* 所给节选
──────────

[ZJOI2005]沼泽鳄鱼

今天继续攻集训队论文的我

题意

一张无向图,不超过 50 个点
起点 s 终点 t
一个单位时间移动一次
一些食人鱼作周期运动 长度不超过 4
人不能碰到食人鱼
时刻 u 到达终点 u <= 2e9

分析

引理

我们观察数据发现n十分的小,那么就可以直接用邻接矩阵
而且有一种矩阵叫矩阵乘法
对于一张(无向)图:G ,G[i][j] = 1 表示 i – > j 有一条边
那么我们想一想G^2表示的意义是什么:

G^{‘}[a][b] = \sum_{k=0}^{N}G[a][k] * G[k][b]

那么是不是就是表示走2步的时候 a->b的方案数,那么以此类推
k布的方案数就是G^k了!

此题分析

我们用 A_k 表示走k布的情况下的方案数
G_i表示在走第 i 布是的图的情况(0,1)表示
那么如果没有食人鱼的话就是:
A_k = G^k
G^u = G^{u-1} * G_k
那么如果有食人鱼的话就是
A_k = A_{k-1} * G_k
那么我们看见食人鱼的循环是2,3,4不等,但是lcm(2,3,4) = 12
也就是意味着 G_1 = G_{13} 这两张图是一样的
那么我们可以O(n^3) 预处理出add矩阵

add=\prod_{k=0}^{12} G_k \\
a=k/12,b=k\mod12

那么答案的矩阵就是:

final=add^a*\prod_{1}^bG_i记住矩阵乘法的左乘和右乘是不一样的

复杂度O(n^3log_2{q})

──────────

* 所给资料

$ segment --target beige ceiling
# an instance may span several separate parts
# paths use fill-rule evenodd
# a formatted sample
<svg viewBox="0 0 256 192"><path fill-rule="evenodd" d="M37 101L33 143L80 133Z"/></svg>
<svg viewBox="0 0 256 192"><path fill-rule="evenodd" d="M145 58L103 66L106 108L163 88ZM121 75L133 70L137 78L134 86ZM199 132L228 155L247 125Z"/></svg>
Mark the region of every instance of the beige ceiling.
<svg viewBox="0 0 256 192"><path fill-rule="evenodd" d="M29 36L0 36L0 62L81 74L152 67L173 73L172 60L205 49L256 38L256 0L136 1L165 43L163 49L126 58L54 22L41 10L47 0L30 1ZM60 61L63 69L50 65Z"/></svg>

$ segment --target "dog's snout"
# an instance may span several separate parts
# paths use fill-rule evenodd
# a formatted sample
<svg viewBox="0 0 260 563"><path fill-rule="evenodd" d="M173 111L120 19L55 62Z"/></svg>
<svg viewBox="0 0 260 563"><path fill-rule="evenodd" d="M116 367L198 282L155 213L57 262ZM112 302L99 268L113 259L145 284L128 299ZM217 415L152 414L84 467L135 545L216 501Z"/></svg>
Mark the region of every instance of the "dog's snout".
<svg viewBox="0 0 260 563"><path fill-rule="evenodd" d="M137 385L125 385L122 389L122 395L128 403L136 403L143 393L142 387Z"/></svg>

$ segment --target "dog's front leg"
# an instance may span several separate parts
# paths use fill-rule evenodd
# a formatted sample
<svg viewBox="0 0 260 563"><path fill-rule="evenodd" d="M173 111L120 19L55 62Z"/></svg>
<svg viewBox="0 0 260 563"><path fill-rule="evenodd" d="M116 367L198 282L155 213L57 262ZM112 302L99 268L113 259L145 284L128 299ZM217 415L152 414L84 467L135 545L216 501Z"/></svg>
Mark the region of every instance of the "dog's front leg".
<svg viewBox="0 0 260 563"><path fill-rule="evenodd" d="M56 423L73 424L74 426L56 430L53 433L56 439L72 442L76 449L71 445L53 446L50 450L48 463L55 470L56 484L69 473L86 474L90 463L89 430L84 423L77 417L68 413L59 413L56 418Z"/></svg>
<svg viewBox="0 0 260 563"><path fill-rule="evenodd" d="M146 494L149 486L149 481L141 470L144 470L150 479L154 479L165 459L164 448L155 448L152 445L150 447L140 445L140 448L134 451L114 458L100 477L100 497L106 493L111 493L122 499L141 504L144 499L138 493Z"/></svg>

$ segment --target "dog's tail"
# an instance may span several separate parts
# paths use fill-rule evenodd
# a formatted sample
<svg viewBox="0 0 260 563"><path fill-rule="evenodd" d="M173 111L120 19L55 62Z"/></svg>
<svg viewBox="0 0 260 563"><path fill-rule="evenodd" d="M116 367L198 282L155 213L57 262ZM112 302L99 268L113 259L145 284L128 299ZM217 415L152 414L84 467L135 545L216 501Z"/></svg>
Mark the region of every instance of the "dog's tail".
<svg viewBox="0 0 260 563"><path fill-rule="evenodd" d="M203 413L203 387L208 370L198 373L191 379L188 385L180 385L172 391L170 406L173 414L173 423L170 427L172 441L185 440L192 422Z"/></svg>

──────────

* 任务目标
请原样返回节选中的一段：从含有“我们观察数据发现n十分的小,那么就可以直接用邻接矩阵”的那几个字开始，到“k布的方案数就是G^k了!”为止。 作答时只依据节选，不参考记录。

* 完成答案
我们观察数据发现n十分的小,那么就可以直接用邻接矩阵
而且有一种矩阵叫矩阵乘法
对于一张(无向)图:G ,G[i][j] = 1 表示 i – > j 有一条边
那么我们想一想G^2表示的意义是什么:

G^{‘}[a][b] = \sum_{k=0}^{N}G[a][k] * G[k][b]

那么是不是就是表示走2步的时候 a->b的方案数,那么以此类推
k布的方案数就是G^k了!